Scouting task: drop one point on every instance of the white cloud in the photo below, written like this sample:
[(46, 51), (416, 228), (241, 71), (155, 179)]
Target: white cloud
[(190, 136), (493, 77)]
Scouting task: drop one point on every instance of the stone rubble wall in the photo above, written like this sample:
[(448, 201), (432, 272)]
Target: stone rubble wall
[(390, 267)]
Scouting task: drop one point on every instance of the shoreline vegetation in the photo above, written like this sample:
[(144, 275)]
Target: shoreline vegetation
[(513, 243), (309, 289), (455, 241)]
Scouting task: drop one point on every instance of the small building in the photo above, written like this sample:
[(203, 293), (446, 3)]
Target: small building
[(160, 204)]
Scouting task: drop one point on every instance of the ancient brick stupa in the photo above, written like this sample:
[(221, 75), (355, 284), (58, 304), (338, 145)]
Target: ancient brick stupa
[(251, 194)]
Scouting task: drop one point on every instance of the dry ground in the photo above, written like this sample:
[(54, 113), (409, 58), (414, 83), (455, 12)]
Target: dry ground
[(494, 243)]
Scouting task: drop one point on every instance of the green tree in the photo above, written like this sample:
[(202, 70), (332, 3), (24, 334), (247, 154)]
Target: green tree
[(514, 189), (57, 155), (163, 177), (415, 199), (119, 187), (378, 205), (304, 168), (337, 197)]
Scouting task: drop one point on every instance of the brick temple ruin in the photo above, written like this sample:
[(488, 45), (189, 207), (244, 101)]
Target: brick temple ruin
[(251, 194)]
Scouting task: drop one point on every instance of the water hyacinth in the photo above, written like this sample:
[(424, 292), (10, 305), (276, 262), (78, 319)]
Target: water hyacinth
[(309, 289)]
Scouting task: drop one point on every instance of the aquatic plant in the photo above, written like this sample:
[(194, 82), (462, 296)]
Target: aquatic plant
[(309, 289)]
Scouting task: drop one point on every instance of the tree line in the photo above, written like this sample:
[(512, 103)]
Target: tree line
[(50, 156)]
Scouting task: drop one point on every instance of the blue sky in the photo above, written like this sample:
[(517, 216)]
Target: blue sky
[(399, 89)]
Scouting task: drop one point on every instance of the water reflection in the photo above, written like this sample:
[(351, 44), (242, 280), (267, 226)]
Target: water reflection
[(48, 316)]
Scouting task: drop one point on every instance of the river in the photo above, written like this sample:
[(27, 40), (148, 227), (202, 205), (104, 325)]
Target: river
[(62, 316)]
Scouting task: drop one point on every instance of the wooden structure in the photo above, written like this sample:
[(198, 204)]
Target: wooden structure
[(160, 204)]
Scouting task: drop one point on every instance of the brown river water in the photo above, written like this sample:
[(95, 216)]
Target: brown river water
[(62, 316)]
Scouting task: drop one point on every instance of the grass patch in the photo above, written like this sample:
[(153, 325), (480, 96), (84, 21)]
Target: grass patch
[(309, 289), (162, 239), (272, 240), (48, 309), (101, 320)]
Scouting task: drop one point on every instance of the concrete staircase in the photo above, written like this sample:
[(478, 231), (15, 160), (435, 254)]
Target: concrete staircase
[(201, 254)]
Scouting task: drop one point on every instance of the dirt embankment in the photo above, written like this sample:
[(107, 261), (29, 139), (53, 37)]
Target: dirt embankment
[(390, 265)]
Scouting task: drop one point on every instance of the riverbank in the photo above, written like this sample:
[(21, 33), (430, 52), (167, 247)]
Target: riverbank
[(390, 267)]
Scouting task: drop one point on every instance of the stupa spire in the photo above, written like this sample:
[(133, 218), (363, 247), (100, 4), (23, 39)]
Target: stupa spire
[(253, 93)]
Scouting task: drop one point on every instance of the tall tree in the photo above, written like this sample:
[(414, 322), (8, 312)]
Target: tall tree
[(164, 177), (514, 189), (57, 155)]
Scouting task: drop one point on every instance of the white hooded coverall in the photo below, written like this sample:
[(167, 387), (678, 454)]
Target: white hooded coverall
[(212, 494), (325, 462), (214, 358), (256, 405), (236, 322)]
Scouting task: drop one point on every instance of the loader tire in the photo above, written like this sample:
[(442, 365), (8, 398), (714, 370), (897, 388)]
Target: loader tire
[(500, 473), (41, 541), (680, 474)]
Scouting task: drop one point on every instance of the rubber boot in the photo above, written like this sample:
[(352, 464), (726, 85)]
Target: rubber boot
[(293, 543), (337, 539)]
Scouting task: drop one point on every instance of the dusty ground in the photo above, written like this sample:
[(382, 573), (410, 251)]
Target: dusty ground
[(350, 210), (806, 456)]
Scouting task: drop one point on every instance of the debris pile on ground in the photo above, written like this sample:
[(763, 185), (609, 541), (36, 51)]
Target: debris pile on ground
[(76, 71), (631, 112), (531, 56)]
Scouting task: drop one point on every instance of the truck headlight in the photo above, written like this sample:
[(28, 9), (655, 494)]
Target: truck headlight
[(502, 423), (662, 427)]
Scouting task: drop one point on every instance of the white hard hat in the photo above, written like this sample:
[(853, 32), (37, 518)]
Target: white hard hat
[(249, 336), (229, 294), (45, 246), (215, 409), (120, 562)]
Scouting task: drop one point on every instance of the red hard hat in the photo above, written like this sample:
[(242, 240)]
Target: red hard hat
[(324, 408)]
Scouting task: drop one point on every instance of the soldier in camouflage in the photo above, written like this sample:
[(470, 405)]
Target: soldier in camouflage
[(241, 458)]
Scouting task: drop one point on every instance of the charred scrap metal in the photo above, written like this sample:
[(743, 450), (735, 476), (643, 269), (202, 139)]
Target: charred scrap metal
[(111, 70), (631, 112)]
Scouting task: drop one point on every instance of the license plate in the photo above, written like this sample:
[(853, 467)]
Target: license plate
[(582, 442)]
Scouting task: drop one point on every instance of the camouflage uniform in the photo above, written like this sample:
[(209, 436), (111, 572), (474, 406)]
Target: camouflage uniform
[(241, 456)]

————

Exercise: Turn the data above into a Markdown table with two columns, Row and Line. Give each non-blank line its own row, numbered in order, and leave out any blank lines.

Solved exercise:
| Row | Line |
|---|---|
| 1 | Scouting task: drop one point on every instance of the white cloud in the photo below, written like this sample: |
| 2 | [(46, 51), (416, 228), (241, 71), (155, 179)] |
| 3 | Target: white cloud |
| 4 | [(190, 136), (493, 77)] |
| 5 | Scouting task: drop one point on every instance of the stone rubble wall in the photo above, written like this sample: |
| 6 | [(448, 201), (432, 272)] |
| 7 | Target: stone rubble wall |
| 8 | [(390, 267)] |
| 9 | Scouting task: drop one point on every instance of the shoreline vegetation in the photo above, written like this sample: |
| 10 | [(144, 275)] |
| 11 | Target: shoreline vegetation |
| 12 | [(513, 243), (309, 289), (455, 241)] |
| 13 | Scouting task: drop one point on every instance of the small building in the photo above, written like this sample: |
| 14 | [(203, 293), (446, 3)] |
| 15 | Target: small building |
| 16 | [(160, 204)] |
| 17 | Scouting task: drop one point on every instance of the ancient brick stupa in the photo above, written like this sample: |
| 18 | [(221, 75), (355, 284), (58, 304), (338, 145)] |
| 19 | Target: ancient brick stupa |
| 20 | [(251, 194)] |
| 21 | Scouting task: drop one point on every instance of the dry ground in the photo above, written like this sample: |
| 22 | [(54, 113), (409, 58), (414, 83), (455, 12)] |
| 23 | Target: dry ground |
| 24 | [(494, 243)] |
| 25 | Scouting task: drop one point on every instance of the green tree in the photo above, written like this sample: |
| 26 | [(202, 70), (332, 3), (24, 334), (247, 154)] |
| 27 | Target: green tree |
| 28 | [(514, 189), (57, 155), (163, 177), (415, 199), (119, 187), (378, 205), (304, 168), (337, 197)] |
| 29 | Scouting task: drop one point on every instance of the brick temple ruin in the photo above, written like this sample: |
| 30 | [(488, 45), (189, 207), (244, 101)] |
| 31 | Target: brick temple ruin |
| 32 | [(251, 194)] |
| 33 | Scouting task: drop one point on every instance of the water hyacinth in the photo above, written like this sample: |
| 34 | [(424, 292), (10, 305), (276, 262), (78, 319)] |
| 35 | Target: water hyacinth |
| 36 | [(309, 289)] |
| 37 | Scouting task: drop one point on every instance of the aquatic plant in the photo above, written like this sample: |
| 38 | [(194, 82), (462, 296)] |
| 39 | Target: aquatic plant |
| 40 | [(309, 289)] |
| 41 | Scouting task: drop one point on every instance of the tree line in the photo above, written like this sample: |
| 42 | [(512, 103)] |
| 43 | Target: tree line |
| 44 | [(50, 156)] |
| 45 | Scouting task: drop one point on every instance of the blue sky in the photo above, written like this sample: |
| 46 | [(517, 216)] |
| 47 | Target: blue sky |
| 48 | [(399, 89)] |
| 49 | Scouting task: drop one point on every instance of the water reflection in the photo above, written like this sample: |
| 50 | [(351, 44), (242, 280), (267, 226)] |
| 51 | Target: water reflection |
| 52 | [(48, 316)] |
| 53 | Scouting task: drop one point on every instance of the river in the photo above, written like this sample: |
| 54 | [(27, 40), (148, 227), (202, 205), (104, 325)] |
| 55 | Target: river |
| 56 | [(62, 316)] |
| 57 | Scouting task: drop one point on every instance of the wooden structure in the photo above, written like this sample: |
| 58 | [(198, 204)] |
| 59 | Target: wooden structure |
| 60 | [(160, 204)] |
| 61 | Scouting task: drop one point on every instance of the brown river water in the photo above, written like this sample: |
| 62 | [(95, 216)] |
| 63 | Target: brown river water |
| 64 | [(62, 316)] |
| 65 | Scouting task: drop one point on every instance of the grass patch in the photo above, written like this sample: |
| 66 | [(153, 325), (480, 96), (84, 21)] |
| 67 | Target: grass patch |
| 68 | [(309, 289), (162, 239), (272, 240), (48, 309), (101, 320)] |
| 69 | Scouting task: drop one point on every instance of the concrete staircase in the photo above, written like this sample: |
| 70 | [(478, 231), (15, 160), (435, 254)] |
| 71 | Target: concrete staircase |
| 72 | [(201, 254)] |
| 73 | Scouting task: drop one point on every instance of the dirt embankment in the photo above, written like this sample: |
| 74 | [(107, 261), (29, 139), (53, 37)] |
| 75 | Target: dirt embankment |
| 76 | [(390, 265)] |
| 77 | Scouting task: drop one point on every instance of the riverbank in the photo above, written like this sample: |
| 78 | [(21, 33), (430, 52), (167, 247)] |
| 79 | Target: riverbank |
| 80 | [(390, 267)] |
| 81 | Scouting task: drop one point on every instance of the stupa spire in the photo above, written like this sample: |
| 82 | [(133, 218), (363, 247), (100, 4), (23, 39)] |
| 83 | Target: stupa spire |
| 84 | [(253, 93)] |
| 85 | Scouting task: drop one point on every instance of the tall tree in the photo above, written like this sample: |
| 86 | [(414, 322), (8, 312)] |
| 87 | Target: tall tree |
| 88 | [(164, 177), (514, 189), (57, 155)] |
| 89 | Scouting task: drop one point on every instance of the white hooded coverall in the photo below, written like this sample: |
| 90 | [(167, 387), (678, 454)] |
| 91 | Target: white hooded coverall |
| 92 | [(212, 494), (325, 462), (214, 358), (256, 405), (236, 322)] |
| 93 | Scouting task: drop one point on every instance of the loader tire in the photo above, written like this sample: |
| 94 | [(442, 365), (8, 398), (714, 370), (897, 388)] |
| 95 | Target: loader tire |
| 96 | [(500, 473), (41, 541), (680, 474)] |
| 97 | Scouting task: drop one point on every instance of the rubber boot in the photo above, written like this sample: |
| 98 | [(352, 464), (726, 85)] |
| 99 | Target: rubber boot |
| 100 | [(293, 543), (337, 539)] |
| 101 | Scouting task: drop one point on every instance of the dusty ground in the photo above, written like this sample: |
| 102 | [(382, 573), (410, 251)] |
| 103 | Target: dusty ground |
| 104 | [(350, 210), (806, 456)] |
| 105 | Scouting task: drop one point on every instance of the debris pile on ground in the photo above, written like this sample: |
| 106 | [(763, 185), (609, 541), (36, 51)] |
| 107 | Target: debris pile on ground |
| 108 | [(76, 71), (631, 112), (531, 56)] |
| 109 | Scouting task: drop one point on every instance of the truck headlight in the photo above, written like this sample: |
| 110 | [(28, 9), (655, 494)] |
| 111 | Target: truck headlight |
| 112 | [(502, 423), (662, 427)] |
| 113 | Scouting task: drop one point on every instance of the white hard hat in the photo above, written like this sample: |
| 114 | [(853, 32), (37, 518)] |
| 115 | Target: white hard hat |
| 116 | [(249, 336), (229, 294), (45, 246), (215, 409), (120, 562)] |
| 117 | Scouting task: drop one point on every instance of the red hard hat in the photo above, written like this sample: |
| 118 | [(242, 240)] |
| 119 | Target: red hard hat |
| 120 | [(324, 408)] |
| 121 | Scouting task: drop one point on every instance of the soldier in camouflage in the photo above, written like this sample: |
| 122 | [(470, 405)] |
| 123 | Target: soldier in camouflage |
| 124 | [(241, 458)] |
| 125 | Scouting task: drop one point on every instance of the charred scrap metal in the photo above, written like this sample: |
| 126 | [(743, 450), (735, 476), (643, 269), (202, 139)] |
| 127 | Target: charred scrap metal |
| 128 | [(111, 70), (631, 112)] |
| 129 | Scouting task: drop one point on every instance of the license plate in the photo above, written like this sample: |
| 130 | [(853, 467)] |
| 131 | Target: license plate |
| 132 | [(582, 442)] |
| 133 | Scouting task: drop one point on every instance of the camouflage uniform in the photo above, written like this sample: |
| 134 | [(209, 436), (111, 572), (474, 406)] |
| 135 | Target: camouflage uniform |
| 136 | [(241, 456)] |